* [TEXT SHOWN]

>> START

I read in a textbook that in the case when we have a gas in a cylinder fitted with a massless frictionless piston being held with an external pressure $p_1$, and when the pressure is reduced to become the value $p_2$, the gas pushes up against the piston and then the work done by the gas for a small change in volume is calculated by:
$$\mathrm dW=p_2\,\mathrm dV$$
Here, is what I don't conceptually understand. If the gas's molecules was under some pressure $p_1$ which is equal to the external pressure in the static state then after the external pressure became lower than the internal pressure, shouldn't the work done by the gas be the difference between the two pressures?

>> END

* [STATED TASK 1]
For each statement, say whether it agrees with the gas-piston question, answering yes or no and quoting the deciding words of the text.
(a) The piston is described as massless and frictionless.
(b) The external pressure is raised from $p_2$ to $p_1$.
(c) The writer asks whether the work done by the gas should be the difference between the two pressures.
* [STATED TASK 2]
In the gas-piston question, what formula does the textbook give for the work done by the gas for a small change in volume?
The listing comes from a different source.

* [PROVIDED DATA]
>> START

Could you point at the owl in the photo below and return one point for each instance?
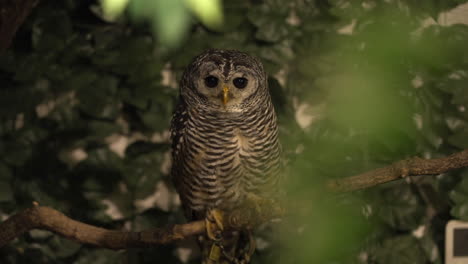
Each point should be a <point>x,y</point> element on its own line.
<point>225,144</point>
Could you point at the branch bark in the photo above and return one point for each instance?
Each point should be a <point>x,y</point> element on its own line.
<point>46,218</point>
<point>410,167</point>
<point>12,15</point>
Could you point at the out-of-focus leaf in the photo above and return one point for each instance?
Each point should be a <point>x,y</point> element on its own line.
<point>398,206</point>
<point>400,249</point>
<point>459,139</point>
<point>271,22</point>
<point>6,192</point>
<point>460,197</point>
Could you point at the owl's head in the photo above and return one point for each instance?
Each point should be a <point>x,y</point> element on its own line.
<point>225,80</point>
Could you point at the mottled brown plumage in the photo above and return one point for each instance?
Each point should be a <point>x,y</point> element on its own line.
<point>224,135</point>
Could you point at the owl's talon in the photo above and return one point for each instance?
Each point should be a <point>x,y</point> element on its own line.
<point>214,224</point>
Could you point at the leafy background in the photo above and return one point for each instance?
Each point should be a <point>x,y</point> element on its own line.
<point>86,103</point>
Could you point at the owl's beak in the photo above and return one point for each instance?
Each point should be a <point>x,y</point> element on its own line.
<point>225,94</point>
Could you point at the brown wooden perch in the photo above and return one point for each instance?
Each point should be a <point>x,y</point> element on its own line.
<point>46,218</point>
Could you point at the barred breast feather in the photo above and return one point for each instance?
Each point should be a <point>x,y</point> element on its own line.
<point>220,157</point>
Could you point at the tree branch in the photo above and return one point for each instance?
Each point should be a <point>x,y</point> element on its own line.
<point>410,167</point>
<point>46,218</point>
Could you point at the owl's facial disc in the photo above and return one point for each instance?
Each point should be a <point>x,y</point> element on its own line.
<point>227,90</point>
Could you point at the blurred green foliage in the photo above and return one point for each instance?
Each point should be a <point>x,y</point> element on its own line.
<point>73,85</point>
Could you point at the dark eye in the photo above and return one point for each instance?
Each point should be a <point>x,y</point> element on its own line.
<point>240,82</point>
<point>211,81</point>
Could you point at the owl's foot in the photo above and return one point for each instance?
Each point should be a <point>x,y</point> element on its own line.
<point>214,228</point>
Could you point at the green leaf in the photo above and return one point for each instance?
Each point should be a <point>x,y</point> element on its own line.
<point>459,139</point>
<point>6,192</point>
<point>404,249</point>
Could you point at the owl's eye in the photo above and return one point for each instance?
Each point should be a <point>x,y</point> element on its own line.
<point>240,82</point>
<point>211,81</point>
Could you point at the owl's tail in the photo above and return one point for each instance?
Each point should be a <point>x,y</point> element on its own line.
<point>235,247</point>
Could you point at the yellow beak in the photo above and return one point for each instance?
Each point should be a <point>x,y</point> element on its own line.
<point>225,94</point>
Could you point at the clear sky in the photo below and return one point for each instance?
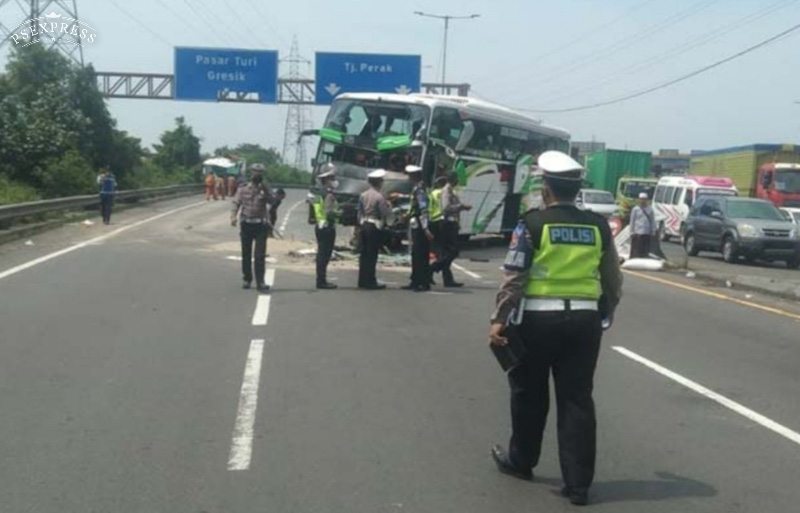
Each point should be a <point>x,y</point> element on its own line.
<point>521,53</point>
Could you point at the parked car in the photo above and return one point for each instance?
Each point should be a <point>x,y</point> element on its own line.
<point>599,202</point>
<point>747,227</point>
<point>792,214</point>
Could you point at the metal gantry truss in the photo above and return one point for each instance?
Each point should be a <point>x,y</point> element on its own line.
<point>158,86</point>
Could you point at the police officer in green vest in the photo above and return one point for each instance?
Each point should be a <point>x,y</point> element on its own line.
<point>326,211</point>
<point>562,285</point>
<point>436,218</point>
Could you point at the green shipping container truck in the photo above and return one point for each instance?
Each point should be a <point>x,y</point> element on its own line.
<point>742,164</point>
<point>605,168</point>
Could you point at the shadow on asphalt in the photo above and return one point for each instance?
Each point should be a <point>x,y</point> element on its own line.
<point>668,486</point>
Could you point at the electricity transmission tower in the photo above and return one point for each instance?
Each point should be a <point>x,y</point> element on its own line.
<point>32,12</point>
<point>298,118</point>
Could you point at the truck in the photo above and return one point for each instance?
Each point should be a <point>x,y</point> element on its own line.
<point>605,168</point>
<point>765,171</point>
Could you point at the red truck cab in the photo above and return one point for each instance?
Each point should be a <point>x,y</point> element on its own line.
<point>779,183</point>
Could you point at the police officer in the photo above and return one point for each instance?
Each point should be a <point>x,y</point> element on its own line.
<point>561,271</point>
<point>325,213</point>
<point>373,215</point>
<point>250,208</point>
<point>451,208</point>
<point>436,219</point>
<point>421,235</point>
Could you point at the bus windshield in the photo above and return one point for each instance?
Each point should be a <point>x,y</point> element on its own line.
<point>633,189</point>
<point>373,120</point>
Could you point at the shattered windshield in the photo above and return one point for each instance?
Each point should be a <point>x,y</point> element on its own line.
<point>374,120</point>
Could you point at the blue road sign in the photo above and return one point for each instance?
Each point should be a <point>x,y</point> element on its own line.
<point>338,73</point>
<point>202,73</point>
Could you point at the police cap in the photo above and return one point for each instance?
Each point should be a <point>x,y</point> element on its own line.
<point>560,166</point>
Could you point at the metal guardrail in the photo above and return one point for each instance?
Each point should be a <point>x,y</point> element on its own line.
<point>10,213</point>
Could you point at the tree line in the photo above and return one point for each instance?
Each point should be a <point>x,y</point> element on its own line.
<point>56,134</point>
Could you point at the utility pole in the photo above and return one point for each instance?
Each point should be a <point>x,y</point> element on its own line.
<point>29,12</point>
<point>298,118</point>
<point>446,18</point>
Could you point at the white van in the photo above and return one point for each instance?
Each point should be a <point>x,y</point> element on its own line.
<point>675,195</point>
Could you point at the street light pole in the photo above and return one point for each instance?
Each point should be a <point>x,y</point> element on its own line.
<point>446,18</point>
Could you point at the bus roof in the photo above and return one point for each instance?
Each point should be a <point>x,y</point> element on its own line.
<point>474,107</point>
<point>703,181</point>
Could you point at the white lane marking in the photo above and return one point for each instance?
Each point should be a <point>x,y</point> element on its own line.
<point>710,394</point>
<point>469,273</point>
<point>261,315</point>
<point>45,258</point>
<point>242,442</point>
<point>285,221</point>
<point>269,277</point>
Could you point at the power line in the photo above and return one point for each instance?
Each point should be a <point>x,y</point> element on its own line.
<point>210,25</point>
<point>266,20</point>
<point>679,50</point>
<point>584,36</point>
<point>627,42</point>
<point>142,25</point>
<point>673,81</point>
<point>182,19</point>
<point>243,21</point>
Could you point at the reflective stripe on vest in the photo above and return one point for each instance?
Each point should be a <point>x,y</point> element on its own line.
<point>319,212</point>
<point>566,264</point>
<point>435,207</point>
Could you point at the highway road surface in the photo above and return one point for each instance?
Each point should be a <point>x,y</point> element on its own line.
<point>136,376</point>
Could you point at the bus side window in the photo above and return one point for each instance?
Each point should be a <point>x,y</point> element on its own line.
<point>676,196</point>
<point>446,125</point>
<point>689,199</point>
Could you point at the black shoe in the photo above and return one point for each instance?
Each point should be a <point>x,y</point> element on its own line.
<point>505,466</point>
<point>577,498</point>
<point>377,286</point>
<point>453,285</point>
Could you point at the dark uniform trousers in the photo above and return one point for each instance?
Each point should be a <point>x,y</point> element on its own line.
<point>420,258</point>
<point>567,343</point>
<point>106,203</point>
<point>448,249</point>
<point>253,233</point>
<point>371,239</point>
<point>326,237</point>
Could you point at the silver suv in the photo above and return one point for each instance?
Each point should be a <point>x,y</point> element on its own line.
<point>746,227</point>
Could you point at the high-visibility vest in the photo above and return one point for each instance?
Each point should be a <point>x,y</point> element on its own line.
<point>566,264</point>
<point>319,211</point>
<point>435,210</point>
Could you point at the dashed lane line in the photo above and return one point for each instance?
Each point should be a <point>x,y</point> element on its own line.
<point>469,273</point>
<point>285,221</point>
<point>717,295</point>
<point>710,394</point>
<point>70,249</point>
<point>242,441</point>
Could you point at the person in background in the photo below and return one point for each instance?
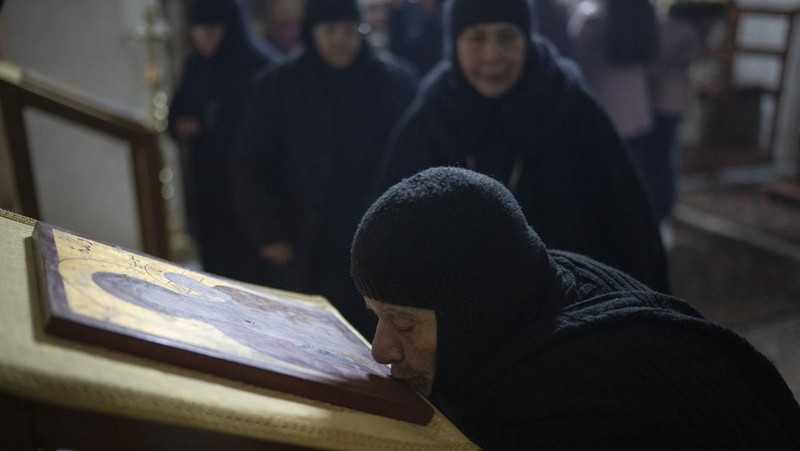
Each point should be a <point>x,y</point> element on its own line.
<point>504,104</point>
<point>523,347</point>
<point>205,115</point>
<point>614,42</point>
<point>415,32</point>
<point>552,19</point>
<point>672,93</point>
<point>312,137</point>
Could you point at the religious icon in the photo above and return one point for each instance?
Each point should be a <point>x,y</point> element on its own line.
<point>136,303</point>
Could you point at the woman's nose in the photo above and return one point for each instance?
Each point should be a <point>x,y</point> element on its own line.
<point>386,348</point>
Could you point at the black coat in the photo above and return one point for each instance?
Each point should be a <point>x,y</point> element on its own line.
<point>615,366</point>
<point>309,148</point>
<point>213,90</point>
<point>576,183</point>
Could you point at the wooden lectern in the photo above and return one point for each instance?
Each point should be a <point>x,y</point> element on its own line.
<point>64,393</point>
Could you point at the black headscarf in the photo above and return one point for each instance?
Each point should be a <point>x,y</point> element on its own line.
<point>550,142</point>
<point>541,349</point>
<point>478,263</point>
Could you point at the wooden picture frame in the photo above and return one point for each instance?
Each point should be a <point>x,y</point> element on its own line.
<point>132,302</point>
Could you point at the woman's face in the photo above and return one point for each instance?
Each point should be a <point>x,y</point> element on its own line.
<point>492,57</point>
<point>337,43</point>
<point>206,38</point>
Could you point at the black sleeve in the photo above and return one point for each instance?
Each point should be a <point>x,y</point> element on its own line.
<point>255,166</point>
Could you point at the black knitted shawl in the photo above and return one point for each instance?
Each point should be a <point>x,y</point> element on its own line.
<point>622,368</point>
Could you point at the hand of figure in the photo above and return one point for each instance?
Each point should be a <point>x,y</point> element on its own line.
<point>279,254</point>
<point>186,127</point>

>> END

* [TASK SOLUTION 1]
(a) Yes: "a massless frictionless piston"
(b) No: "when the pressure is reduced to become the value $p_2$"
(c) Yes: "shouldn't the work done by the gas be the difference between the two pressures?"

* [TASK SOLUTION 2]
The textbook gives dW = p₂ dV.